## What the task asks:
Output every entry below exactly as it is written.

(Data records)
========

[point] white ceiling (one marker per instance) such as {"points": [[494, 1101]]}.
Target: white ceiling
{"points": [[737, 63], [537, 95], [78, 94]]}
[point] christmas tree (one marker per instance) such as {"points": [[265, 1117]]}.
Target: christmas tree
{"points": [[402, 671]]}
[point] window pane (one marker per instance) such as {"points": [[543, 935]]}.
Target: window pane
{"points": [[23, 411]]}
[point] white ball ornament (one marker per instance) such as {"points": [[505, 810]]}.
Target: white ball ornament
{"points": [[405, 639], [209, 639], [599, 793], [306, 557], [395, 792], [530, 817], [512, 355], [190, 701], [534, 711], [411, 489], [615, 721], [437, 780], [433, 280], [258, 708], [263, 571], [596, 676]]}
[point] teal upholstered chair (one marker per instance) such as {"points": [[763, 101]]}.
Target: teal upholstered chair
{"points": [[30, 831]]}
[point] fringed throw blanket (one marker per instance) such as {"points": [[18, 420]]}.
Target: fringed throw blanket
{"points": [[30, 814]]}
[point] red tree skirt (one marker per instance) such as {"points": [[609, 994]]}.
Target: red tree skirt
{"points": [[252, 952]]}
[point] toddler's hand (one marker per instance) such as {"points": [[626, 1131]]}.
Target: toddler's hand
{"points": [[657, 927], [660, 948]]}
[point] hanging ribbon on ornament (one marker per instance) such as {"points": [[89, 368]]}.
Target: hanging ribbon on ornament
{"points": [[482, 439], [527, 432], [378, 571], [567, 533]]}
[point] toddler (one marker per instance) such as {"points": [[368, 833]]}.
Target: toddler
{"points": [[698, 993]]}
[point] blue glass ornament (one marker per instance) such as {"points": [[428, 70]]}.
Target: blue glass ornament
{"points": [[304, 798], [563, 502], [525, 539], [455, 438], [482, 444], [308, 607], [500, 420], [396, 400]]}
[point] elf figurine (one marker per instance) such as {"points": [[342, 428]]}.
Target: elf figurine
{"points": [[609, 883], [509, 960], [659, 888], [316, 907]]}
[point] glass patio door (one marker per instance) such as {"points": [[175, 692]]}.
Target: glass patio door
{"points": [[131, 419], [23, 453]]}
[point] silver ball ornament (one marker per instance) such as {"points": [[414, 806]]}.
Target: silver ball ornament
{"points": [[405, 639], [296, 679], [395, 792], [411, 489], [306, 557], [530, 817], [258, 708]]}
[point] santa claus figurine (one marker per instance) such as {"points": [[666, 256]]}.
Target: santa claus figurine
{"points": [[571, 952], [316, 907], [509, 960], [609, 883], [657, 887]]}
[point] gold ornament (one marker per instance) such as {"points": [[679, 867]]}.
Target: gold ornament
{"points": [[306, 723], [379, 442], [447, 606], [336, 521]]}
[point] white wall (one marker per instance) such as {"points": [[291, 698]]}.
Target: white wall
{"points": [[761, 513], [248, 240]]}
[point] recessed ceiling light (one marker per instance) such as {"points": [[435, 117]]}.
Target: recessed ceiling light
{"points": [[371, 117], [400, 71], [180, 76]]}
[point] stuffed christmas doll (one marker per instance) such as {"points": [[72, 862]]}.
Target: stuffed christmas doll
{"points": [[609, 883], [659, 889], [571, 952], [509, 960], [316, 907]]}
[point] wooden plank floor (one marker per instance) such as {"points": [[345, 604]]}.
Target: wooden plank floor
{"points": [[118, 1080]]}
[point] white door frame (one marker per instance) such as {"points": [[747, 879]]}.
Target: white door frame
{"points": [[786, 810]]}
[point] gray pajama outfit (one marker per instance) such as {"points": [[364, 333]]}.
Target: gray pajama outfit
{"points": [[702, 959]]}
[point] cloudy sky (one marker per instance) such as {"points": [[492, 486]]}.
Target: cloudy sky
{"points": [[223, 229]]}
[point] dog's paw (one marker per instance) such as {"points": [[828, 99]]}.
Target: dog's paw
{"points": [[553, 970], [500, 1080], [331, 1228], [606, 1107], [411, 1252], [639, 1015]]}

========

## Answer to this task:
[point] white ceiling (one marker per instance) such as {"points": [[494, 1101]]}.
Target: white ceiling
{"points": [[737, 63], [537, 95], [78, 94]]}
[point] christmas tree (one marker per instance) such as {"points": [[265, 1117]]}.
Target: christmas tree
{"points": [[402, 671]]}
[point] window pane (one marker per instance) such as {"points": [[543, 935]]}.
Target: window pane
{"points": [[23, 411]]}
[point] white ball ornament (one marker per instance) such as {"points": [[505, 810]]}.
Target: white ball ornament
{"points": [[405, 639], [209, 639], [599, 793], [306, 557], [395, 792], [530, 817], [512, 355], [190, 701], [534, 711], [411, 489], [615, 721], [437, 780], [433, 280], [258, 708], [263, 571], [596, 676]]}
[point] teal upholstered chair (one marker per instance) such as {"points": [[763, 101]]}.
Target: teal upholstered chair
{"points": [[30, 831]]}
[point] fringed throw blanket (one marker per instance) such as {"points": [[18, 420]]}.
Target: fringed throw blanket
{"points": [[30, 814]]}
[point] red tree skirt (one marker per instance) such as {"points": [[609, 994]]}.
Target: red tree skirt
{"points": [[252, 952]]}
[point] toddler's hand (one marker per instance) such as {"points": [[626, 1131]]}.
Target: toddler's hand
{"points": [[657, 927], [660, 948]]}
[point] hanging ribbon on ornament (one marker per instance) such as {"points": [[89, 368]]}.
Target: hanging ribbon on ornament
{"points": [[482, 439], [527, 432], [378, 571], [567, 533]]}
[point] toddler (one marker per instance) such as {"points": [[368, 833]]}.
Target: toddler
{"points": [[698, 993]]}
[point] blue glass ornament (one marker per instance) such as {"points": [[428, 70]]}.
Target: blue glass ornament
{"points": [[304, 798], [563, 502], [525, 539], [455, 438], [482, 444], [308, 607], [500, 420], [396, 400]]}
[point] elf figurine (one marker per instance) such as {"points": [[342, 428]]}.
Target: elf figurine
{"points": [[609, 883], [509, 960], [659, 888], [316, 907]]}
[point] glass patio door (one marker per instance) such as {"points": [[175, 692]]}.
Target: glass patio door
{"points": [[131, 419], [23, 453]]}
[point] silver ball ornament (one marker per instance) such as {"points": [[414, 806]]}.
Target: silver ball ornament
{"points": [[405, 639], [296, 679], [395, 792], [411, 489], [306, 557], [530, 817], [258, 708]]}
[point] santa claus figurine (one marker per instance) such as {"points": [[666, 256]]}.
Target: santa claus figurine
{"points": [[571, 952], [316, 907], [509, 960], [609, 883], [657, 887]]}
[point] gold ornament (one marker per instance) such as {"points": [[679, 867]]}.
Target: gold ornament
{"points": [[306, 723], [379, 442], [447, 606], [336, 521]]}
[point] white wall (one marker per instance) such as {"points": [[291, 698]]}.
Target: white wall
{"points": [[761, 513], [248, 240]]}
[point] recessed ceiling light (one marker per instance) such as {"points": [[435, 117]]}.
Target: recessed ceiling light
{"points": [[371, 117], [400, 71], [180, 76]]}
[point] stuffed christmas doll (one marker per instance) such as {"points": [[72, 862]]}.
Target: stuffed christmas doll
{"points": [[609, 883], [659, 889], [571, 952], [509, 960], [316, 907]]}
[point] wooden plank floor (one marker per instance) such as {"points": [[345, 604]]}.
Target: wooden plank floor
{"points": [[118, 1080]]}
[point] white door frame (one marker per instance) such as {"points": [[747, 879]]}.
Target: white door frame
{"points": [[786, 810]]}
[point] gray pajama outfit (one marker per instance) such as {"points": [[364, 333]]}.
Target: gray pajama outfit
{"points": [[702, 959]]}
[point] cloudy sky (one marker per instance) such as {"points": [[492, 486]]}.
Target: cloudy sky
{"points": [[223, 229]]}
[point] dog's paw (one marker per instance) such as {"points": [[828, 99]]}.
Target: dog's paw
{"points": [[553, 970], [500, 1080], [331, 1228], [606, 1107], [411, 1252], [639, 1015]]}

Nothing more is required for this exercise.